Short task:
Copy every one of the records below word for word, leaving out the pictures.
#### Data rows ####
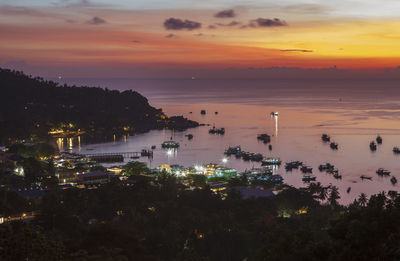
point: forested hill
(33, 106)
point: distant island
(32, 107)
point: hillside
(31, 107)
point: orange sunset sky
(78, 36)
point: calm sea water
(353, 113)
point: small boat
(308, 178)
(264, 137)
(274, 113)
(271, 161)
(325, 138)
(337, 176)
(170, 144)
(372, 146)
(217, 131)
(382, 172)
(306, 169)
(334, 146)
(146, 153)
(293, 165)
(233, 151)
(326, 167)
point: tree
(362, 199)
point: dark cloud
(226, 14)
(266, 22)
(96, 21)
(297, 50)
(179, 24)
(233, 23)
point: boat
(334, 146)
(325, 138)
(365, 177)
(233, 151)
(274, 113)
(326, 167)
(337, 176)
(271, 161)
(372, 146)
(146, 153)
(293, 165)
(264, 137)
(383, 172)
(170, 144)
(306, 169)
(308, 178)
(216, 131)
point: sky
(155, 38)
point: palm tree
(333, 196)
(362, 199)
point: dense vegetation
(30, 107)
(156, 219)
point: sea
(352, 112)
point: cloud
(96, 21)
(226, 14)
(297, 50)
(266, 22)
(179, 24)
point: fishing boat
(264, 137)
(170, 144)
(216, 131)
(334, 146)
(325, 138)
(306, 169)
(271, 161)
(308, 178)
(382, 172)
(372, 146)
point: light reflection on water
(351, 118)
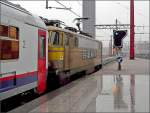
####
Task result:
point: forested hill
(33, 106)
point: distant island
(32, 107)
point: hillside
(31, 107)
point: orange sunset sky
(78, 36)
point: calm sea water
(353, 113)
point: small boat
(308, 178)
(264, 137)
(274, 113)
(271, 161)
(325, 138)
(337, 176)
(170, 144)
(372, 146)
(217, 131)
(382, 172)
(306, 169)
(334, 146)
(146, 153)
(293, 165)
(233, 151)
(326, 167)
point: tree
(362, 199)
point: dark cloud
(226, 14)
(266, 22)
(96, 21)
(297, 50)
(179, 24)
(233, 23)
point: boat
(334, 146)
(325, 138)
(365, 177)
(233, 151)
(274, 113)
(326, 167)
(337, 176)
(271, 161)
(372, 146)
(146, 153)
(293, 165)
(264, 137)
(383, 172)
(170, 144)
(306, 169)
(308, 178)
(216, 131)
point: sky
(155, 38)
point: palm tree
(333, 196)
(362, 199)
point: dense vegetation
(30, 107)
(156, 219)
point: sea
(352, 112)
point: cloud
(96, 21)
(226, 14)
(297, 50)
(266, 22)
(179, 24)
point: fishing boat
(264, 137)
(170, 144)
(216, 131)
(334, 146)
(325, 138)
(306, 169)
(271, 161)
(308, 178)
(382, 172)
(372, 146)
point: light reflection on water
(351, 118)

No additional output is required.